## Your tasks
**a)** Summarize the documentation on real-time, async and batch scraping requests in two sentences.
**b)** Extend the documentation on real-time, async and batch scraping requests, picking up from the point at which it stops.

## Source text

Realtime, Async & Batch Request

What?

Real Time Request

A real-time scraping request executes the scraping task on the target domain and delivers the response immediately after the desired data is received

  • dependent on timeout settings and potentially affected by rendering delays (as data loads), the response is returned to the user as soon as it becomes available.

  • Supported Endpoints: Web, SERP, Maps, eCommerce and Social

Async Request

An asynchronous scraping request initiates the scraping task on the target domain and operates independently of the user's immediate session.

  • The user doesn't wait for a response directly after the request. Instead, once the scraping is complete and the data is ready, the user is notified through a callback URL or a specified cloud storage URL.

  • This method allows the scraping process to run in the background, enabling the user to continue with other tasks and receive the scraped data once it's available, without having to manage or monitor the ongoing process actively.

  • Supported Endpoints: Web, SERP, Maps, eCommerce and Social

Batch Request

Batch Processing feature allow users to perform queries of up to 1K URLs in a single batch request, significantly improving efficiency and reducing the time needed for large-scale data collection tasks:

  • Supports custom settings for each URL in a batch, including different geolocations, rendering options, and parsing templates, to meet specific data collection requirements.

## Information given
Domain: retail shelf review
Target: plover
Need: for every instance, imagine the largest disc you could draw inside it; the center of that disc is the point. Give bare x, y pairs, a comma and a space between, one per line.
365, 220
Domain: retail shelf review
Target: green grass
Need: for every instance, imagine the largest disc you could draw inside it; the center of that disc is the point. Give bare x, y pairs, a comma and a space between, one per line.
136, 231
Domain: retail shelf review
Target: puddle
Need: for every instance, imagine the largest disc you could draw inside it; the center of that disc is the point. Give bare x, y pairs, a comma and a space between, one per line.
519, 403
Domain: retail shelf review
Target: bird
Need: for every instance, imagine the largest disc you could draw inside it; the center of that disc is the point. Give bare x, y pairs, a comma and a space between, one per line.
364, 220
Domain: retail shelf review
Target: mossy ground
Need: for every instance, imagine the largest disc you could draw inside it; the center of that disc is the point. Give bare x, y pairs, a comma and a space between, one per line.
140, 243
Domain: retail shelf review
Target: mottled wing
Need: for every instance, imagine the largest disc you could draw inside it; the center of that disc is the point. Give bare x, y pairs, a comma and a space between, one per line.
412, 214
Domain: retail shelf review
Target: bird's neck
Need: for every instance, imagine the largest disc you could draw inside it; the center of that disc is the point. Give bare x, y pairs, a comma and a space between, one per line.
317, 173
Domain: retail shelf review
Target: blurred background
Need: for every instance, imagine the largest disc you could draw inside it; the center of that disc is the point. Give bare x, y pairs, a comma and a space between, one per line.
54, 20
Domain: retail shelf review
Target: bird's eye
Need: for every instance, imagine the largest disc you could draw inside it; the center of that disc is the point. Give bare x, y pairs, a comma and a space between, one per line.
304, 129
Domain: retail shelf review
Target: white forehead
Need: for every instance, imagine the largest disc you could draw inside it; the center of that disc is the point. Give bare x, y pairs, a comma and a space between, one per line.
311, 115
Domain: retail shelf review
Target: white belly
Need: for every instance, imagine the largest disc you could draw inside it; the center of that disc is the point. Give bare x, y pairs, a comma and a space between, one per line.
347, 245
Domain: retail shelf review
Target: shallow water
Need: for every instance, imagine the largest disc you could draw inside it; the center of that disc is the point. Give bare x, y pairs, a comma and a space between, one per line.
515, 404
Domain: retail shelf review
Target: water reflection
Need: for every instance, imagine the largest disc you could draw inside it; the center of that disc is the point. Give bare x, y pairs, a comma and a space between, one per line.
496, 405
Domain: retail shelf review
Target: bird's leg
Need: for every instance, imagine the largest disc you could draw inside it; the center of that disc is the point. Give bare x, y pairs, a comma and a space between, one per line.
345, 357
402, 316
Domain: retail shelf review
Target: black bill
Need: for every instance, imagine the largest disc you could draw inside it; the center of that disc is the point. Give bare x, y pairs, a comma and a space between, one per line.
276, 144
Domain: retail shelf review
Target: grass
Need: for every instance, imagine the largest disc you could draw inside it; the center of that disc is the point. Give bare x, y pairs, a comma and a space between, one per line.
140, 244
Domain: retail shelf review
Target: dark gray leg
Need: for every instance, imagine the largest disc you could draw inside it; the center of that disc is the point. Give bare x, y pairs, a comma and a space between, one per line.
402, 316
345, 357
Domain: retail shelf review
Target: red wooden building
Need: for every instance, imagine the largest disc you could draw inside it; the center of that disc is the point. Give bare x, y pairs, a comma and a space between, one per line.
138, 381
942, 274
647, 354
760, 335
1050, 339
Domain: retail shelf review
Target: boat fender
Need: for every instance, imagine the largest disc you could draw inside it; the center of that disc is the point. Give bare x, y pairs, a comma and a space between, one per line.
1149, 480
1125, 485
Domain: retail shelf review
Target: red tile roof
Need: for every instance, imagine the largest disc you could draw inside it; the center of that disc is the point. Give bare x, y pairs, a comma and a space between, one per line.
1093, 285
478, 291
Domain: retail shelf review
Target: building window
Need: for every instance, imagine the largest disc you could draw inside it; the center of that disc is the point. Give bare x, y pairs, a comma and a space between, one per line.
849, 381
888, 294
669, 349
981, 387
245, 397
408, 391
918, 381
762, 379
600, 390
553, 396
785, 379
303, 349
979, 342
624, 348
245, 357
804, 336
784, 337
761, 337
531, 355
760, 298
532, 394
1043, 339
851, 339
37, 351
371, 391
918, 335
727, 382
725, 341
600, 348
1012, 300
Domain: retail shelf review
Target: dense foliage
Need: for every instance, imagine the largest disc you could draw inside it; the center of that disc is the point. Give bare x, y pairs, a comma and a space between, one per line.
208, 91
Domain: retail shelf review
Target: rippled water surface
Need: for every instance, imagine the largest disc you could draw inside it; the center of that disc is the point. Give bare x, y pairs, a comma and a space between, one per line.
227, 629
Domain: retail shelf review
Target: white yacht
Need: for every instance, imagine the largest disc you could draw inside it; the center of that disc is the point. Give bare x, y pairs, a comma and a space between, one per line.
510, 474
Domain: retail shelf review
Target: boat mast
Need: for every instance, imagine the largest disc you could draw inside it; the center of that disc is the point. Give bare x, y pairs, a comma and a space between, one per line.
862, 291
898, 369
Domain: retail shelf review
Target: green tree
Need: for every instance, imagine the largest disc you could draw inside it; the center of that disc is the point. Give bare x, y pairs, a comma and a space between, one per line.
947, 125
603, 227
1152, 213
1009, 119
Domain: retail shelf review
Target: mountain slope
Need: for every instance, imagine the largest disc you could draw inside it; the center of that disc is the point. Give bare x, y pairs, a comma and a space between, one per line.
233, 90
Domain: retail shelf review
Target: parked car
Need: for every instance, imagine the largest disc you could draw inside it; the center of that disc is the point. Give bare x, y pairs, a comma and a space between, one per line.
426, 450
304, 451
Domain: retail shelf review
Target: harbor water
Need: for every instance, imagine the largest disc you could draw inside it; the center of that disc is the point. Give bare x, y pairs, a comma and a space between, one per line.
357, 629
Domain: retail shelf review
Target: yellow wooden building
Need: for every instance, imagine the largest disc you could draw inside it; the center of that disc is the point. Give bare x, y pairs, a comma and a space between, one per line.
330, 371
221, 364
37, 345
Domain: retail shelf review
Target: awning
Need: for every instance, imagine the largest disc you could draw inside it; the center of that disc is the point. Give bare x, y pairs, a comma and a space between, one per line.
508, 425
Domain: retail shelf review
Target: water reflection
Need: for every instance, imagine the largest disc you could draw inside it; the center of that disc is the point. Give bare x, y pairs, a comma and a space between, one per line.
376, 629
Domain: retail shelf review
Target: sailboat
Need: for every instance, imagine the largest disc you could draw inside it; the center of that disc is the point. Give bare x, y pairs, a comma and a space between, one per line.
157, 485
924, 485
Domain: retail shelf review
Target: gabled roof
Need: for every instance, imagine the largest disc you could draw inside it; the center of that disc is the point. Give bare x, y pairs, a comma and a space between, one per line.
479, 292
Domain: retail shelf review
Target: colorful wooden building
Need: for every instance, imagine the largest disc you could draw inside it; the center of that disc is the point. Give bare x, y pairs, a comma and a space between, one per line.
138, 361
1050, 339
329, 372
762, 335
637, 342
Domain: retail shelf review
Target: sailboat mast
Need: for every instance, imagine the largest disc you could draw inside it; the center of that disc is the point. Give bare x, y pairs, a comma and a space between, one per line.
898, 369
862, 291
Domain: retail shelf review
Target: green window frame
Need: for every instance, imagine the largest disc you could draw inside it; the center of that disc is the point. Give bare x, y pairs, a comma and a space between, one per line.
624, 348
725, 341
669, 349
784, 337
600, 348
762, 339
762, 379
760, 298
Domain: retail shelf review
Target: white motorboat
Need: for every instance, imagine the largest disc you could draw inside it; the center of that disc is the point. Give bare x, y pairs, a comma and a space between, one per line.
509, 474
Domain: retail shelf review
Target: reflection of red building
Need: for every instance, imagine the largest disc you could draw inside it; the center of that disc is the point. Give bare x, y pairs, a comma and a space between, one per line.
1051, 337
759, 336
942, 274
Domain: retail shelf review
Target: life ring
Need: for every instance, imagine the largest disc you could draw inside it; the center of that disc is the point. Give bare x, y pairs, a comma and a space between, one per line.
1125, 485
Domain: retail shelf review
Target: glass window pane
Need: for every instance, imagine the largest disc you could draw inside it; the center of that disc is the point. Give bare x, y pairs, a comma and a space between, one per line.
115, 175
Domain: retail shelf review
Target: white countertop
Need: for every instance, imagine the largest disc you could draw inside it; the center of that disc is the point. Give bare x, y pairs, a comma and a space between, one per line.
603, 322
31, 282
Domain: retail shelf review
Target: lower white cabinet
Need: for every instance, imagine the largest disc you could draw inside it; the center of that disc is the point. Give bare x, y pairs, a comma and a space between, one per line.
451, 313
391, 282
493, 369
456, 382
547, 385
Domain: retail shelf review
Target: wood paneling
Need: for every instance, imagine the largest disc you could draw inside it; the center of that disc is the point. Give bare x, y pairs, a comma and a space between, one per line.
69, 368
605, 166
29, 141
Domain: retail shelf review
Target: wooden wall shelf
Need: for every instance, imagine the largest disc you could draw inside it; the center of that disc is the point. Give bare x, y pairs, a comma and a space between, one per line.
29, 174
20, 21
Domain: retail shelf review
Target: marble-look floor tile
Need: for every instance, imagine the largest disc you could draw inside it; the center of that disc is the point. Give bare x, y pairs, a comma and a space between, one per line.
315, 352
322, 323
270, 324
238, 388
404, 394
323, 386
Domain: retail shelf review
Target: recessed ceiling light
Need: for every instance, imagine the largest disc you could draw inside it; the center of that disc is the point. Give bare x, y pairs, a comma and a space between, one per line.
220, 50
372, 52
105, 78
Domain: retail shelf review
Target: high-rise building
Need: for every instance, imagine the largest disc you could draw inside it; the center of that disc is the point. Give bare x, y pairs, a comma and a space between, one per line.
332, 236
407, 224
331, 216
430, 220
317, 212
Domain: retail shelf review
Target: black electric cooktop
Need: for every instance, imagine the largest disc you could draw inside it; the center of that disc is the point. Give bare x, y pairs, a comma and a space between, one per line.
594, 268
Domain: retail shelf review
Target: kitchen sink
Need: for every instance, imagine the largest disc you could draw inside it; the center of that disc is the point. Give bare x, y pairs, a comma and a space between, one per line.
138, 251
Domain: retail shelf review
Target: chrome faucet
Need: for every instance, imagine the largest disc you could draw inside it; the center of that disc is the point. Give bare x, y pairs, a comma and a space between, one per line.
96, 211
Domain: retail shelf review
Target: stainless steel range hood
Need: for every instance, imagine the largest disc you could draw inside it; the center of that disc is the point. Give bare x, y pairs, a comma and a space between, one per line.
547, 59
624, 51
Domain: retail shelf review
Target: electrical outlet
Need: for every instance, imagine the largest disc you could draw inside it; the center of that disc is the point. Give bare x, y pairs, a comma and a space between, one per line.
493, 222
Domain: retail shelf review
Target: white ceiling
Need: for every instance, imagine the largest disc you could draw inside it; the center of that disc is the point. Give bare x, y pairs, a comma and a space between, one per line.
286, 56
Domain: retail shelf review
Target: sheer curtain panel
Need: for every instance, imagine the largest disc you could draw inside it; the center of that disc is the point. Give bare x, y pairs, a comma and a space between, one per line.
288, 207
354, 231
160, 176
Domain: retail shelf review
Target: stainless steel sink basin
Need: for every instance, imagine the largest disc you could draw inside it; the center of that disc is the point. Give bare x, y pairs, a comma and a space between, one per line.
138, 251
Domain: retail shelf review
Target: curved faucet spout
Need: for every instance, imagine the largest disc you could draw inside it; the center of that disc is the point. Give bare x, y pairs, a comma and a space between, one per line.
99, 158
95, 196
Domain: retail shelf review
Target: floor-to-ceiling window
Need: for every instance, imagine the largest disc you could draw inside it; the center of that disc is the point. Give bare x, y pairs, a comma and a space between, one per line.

## Responses to the exercise
**a)** Real-time scraping requests return the response to the user as soon as the data becomes available. Asynchronous requests run in the background and notify the user through a callback URL or a specified cloud storage URL once the data is ready, while batch requests allow up to 1K URLs per request, each with its own settings for geolocation, rendering and parsing templates.

**b)**
  • Offers asynchronous processing, enabling data collection tasks to run in the background without interrupting other operations, and providing flexibility in handling large volumes of data.

  • Integrates with cloud storage solutions for automated data delivery, facilitating seamless workflow integration and immediate access to collected data.

  • Supported Endpoints: Web, SERP, Maps, eCommerce and Social

Why?

Real Time Request

  • Immediate & Accurate Data Access: Real-time scraping retrieves data as it is currently displayed on websites. This is crucial for obtaining the most up-to-date information, whether for monitoring prices, stock levels, news updates, or social sentiment. This immediacy ensures that decisions are based on the latest data available.

  • Event-Driven Responses: By scraping data in real time, you can trigger actions based on specific conditions or changes detected on the target website. For instance, receiving alerts when a product goes on sale, when a competitor changes their pricing, or when new content is posted, enabling prompt and relevant responses.

  • Event-Driven Responses: By scraping data in real time, you can trigger actions based on specific conditions or changes detected on the target website. For instance, receiving alerts when a product goes on sale, when a competitor changes their pricing, or when new content is posted, enabling prompt and relevant responses.

Async Request

  • Non-blocking Operations: Async requests allow other processes to run concurrently while the data request is being handled. This means that your application doesn't have to pause and wait for the data retrieval to complete, enhancing overall performance and user experience, especially in applications that handle large volumes of data or require high responsiveness.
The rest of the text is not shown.